What the task asks
Could you repeat, word for word, every line from the one containing "# point at: building" through the final line of the records below, and nothing else?

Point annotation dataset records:
○ ○ ○ ○ ○ ○ ○

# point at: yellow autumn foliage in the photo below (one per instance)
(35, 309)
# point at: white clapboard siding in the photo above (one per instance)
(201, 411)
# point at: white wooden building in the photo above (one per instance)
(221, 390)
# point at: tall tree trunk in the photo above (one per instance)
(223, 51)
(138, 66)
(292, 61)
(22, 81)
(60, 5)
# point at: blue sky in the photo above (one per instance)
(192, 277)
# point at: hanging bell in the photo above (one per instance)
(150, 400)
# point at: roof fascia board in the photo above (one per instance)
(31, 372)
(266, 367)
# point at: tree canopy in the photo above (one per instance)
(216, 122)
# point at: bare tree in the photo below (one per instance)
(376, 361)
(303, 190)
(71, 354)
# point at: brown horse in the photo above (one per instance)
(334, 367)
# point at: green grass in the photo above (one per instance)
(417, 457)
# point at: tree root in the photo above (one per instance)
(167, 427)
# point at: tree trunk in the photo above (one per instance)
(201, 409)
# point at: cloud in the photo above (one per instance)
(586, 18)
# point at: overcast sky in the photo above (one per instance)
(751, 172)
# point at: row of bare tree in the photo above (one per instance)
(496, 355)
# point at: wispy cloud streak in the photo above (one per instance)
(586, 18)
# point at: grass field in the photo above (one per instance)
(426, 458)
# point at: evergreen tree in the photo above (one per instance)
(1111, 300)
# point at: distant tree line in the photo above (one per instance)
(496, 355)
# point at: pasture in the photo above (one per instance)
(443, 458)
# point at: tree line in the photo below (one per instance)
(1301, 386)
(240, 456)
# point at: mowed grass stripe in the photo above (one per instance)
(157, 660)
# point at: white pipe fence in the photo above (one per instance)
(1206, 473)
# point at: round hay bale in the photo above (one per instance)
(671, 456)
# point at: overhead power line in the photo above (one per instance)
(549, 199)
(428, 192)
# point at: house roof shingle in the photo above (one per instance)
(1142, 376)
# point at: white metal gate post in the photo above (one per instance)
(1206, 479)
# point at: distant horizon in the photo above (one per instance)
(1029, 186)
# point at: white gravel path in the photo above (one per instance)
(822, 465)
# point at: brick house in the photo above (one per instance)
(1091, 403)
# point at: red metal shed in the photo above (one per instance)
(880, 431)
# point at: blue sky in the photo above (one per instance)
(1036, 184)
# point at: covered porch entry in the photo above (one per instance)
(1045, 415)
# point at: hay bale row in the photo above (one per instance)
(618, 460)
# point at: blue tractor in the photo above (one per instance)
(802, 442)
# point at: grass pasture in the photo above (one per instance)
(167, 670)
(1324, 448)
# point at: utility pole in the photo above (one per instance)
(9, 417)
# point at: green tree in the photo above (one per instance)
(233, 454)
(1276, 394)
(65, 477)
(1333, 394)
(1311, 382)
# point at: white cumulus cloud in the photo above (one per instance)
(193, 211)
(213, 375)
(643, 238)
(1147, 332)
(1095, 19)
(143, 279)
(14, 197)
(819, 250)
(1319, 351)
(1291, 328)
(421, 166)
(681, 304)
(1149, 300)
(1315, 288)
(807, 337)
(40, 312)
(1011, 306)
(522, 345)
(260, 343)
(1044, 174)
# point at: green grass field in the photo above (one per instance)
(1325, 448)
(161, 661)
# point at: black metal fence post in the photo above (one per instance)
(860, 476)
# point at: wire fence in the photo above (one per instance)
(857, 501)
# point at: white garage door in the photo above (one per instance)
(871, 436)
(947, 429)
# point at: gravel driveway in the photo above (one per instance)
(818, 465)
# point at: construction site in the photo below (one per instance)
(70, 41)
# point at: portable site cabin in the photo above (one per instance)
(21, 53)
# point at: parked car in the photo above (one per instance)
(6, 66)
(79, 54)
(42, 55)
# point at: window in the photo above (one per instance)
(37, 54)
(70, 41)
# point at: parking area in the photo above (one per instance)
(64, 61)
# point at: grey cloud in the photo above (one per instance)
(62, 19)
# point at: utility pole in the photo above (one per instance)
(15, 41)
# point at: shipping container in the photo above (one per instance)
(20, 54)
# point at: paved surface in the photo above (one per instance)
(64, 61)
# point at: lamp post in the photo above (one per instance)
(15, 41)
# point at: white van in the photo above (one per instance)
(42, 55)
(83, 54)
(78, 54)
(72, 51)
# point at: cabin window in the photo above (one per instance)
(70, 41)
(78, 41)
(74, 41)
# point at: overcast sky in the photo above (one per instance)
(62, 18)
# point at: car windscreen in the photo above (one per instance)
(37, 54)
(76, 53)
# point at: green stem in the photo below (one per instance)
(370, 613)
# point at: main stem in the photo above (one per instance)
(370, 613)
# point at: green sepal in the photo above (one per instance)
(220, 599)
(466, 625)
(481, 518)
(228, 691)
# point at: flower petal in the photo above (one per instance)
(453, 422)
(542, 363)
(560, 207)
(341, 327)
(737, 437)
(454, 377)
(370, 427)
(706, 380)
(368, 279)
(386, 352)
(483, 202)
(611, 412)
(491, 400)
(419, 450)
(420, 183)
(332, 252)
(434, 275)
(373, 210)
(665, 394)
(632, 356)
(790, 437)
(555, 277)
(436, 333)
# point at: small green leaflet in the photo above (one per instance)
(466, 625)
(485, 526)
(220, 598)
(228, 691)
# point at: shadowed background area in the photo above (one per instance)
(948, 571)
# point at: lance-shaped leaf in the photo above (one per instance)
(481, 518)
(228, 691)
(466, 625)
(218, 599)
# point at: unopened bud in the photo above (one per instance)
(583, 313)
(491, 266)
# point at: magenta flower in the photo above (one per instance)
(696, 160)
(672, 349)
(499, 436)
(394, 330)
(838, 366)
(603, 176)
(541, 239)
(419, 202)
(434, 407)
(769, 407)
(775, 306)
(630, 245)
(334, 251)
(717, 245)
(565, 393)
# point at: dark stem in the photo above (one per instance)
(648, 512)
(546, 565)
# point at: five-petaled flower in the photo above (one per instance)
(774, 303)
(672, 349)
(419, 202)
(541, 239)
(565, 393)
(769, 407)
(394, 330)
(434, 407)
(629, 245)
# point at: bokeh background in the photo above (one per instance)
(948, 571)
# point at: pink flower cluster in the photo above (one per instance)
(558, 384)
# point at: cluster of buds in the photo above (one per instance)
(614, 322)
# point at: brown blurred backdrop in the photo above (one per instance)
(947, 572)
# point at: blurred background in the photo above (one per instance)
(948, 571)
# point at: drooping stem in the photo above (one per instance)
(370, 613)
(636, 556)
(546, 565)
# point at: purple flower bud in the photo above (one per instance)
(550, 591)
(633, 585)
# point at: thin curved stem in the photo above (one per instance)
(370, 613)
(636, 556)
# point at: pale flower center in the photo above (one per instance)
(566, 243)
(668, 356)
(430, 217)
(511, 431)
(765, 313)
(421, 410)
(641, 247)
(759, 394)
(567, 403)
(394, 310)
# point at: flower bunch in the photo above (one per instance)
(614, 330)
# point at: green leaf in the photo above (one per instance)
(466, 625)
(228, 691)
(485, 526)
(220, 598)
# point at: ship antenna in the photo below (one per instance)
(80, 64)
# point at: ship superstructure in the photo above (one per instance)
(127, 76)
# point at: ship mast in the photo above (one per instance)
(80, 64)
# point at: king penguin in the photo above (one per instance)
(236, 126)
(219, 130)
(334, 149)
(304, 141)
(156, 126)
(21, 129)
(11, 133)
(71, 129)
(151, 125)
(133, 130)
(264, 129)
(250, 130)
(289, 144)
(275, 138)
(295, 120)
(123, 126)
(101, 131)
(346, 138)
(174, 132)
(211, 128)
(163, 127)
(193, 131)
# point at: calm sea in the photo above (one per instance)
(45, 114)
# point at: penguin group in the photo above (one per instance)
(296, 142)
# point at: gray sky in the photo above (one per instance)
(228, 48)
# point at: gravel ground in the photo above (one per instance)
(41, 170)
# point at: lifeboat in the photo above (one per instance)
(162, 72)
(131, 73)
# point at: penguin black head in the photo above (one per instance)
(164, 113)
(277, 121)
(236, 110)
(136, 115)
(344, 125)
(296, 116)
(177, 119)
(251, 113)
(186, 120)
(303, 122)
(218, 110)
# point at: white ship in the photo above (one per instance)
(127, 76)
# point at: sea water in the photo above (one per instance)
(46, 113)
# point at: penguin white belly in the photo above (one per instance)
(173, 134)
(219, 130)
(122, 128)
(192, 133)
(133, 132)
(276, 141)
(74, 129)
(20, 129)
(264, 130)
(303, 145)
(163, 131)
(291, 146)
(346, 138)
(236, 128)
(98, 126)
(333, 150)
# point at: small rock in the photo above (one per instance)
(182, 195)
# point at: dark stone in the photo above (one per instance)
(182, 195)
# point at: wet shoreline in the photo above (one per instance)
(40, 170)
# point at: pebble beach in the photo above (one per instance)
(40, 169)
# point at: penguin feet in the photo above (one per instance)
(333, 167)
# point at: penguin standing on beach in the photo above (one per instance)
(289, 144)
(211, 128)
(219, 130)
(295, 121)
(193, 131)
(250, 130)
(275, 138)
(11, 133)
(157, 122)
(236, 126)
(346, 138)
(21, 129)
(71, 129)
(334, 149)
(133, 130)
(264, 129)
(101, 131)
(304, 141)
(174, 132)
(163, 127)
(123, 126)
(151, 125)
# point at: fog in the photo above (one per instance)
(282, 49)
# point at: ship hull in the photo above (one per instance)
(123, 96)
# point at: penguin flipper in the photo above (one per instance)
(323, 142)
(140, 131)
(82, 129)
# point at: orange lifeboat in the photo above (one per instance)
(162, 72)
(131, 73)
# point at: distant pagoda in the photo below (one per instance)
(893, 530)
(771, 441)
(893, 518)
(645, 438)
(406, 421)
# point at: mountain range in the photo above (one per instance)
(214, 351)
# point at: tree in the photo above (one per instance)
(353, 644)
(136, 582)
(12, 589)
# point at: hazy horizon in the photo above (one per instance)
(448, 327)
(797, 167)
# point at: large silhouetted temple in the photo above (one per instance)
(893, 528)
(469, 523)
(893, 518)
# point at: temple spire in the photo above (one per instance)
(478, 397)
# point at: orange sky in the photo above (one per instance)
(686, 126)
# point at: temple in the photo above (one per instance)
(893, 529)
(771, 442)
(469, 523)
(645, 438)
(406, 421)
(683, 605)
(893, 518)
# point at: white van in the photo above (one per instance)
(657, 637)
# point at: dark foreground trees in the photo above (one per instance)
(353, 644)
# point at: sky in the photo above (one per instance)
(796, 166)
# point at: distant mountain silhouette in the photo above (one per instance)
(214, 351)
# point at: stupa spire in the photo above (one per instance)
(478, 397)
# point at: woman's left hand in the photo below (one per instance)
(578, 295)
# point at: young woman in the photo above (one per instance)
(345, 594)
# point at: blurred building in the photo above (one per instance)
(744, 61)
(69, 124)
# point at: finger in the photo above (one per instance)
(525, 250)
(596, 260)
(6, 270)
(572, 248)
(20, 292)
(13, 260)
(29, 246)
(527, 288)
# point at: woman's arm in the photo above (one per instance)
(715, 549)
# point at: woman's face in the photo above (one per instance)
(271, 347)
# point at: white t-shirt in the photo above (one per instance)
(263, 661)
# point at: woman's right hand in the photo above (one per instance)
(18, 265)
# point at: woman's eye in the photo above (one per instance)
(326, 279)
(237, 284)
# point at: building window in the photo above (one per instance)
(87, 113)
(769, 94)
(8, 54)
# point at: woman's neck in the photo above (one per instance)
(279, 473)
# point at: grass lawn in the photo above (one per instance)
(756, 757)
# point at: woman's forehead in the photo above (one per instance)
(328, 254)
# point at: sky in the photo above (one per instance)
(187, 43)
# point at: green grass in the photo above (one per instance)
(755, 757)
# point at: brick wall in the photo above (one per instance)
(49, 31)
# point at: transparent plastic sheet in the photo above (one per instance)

○ ○ ○ ○ ○ ○ ○

Answer below
# point at: building window in the photo above (one per instance)
(87, 113)
(769, 94)
(8, 54)
# point at: woman's neck in the photo above (one per instance)
(279, 473)
# point at: grass lawn in the photo above (one per instance)
(756, 757)
# point at: woman's forehead in the photo above (one per instance)
(328, 254)
# point at: sky in the photo above (one per instance)
(187, 43)
# point at: green grass in the photo above (one per instance)
(755, 757)
# point at: brick wall in the photo above (one per instance)
(49, 31)
# point at: transparent plastic sheet in the photo above (one per instance)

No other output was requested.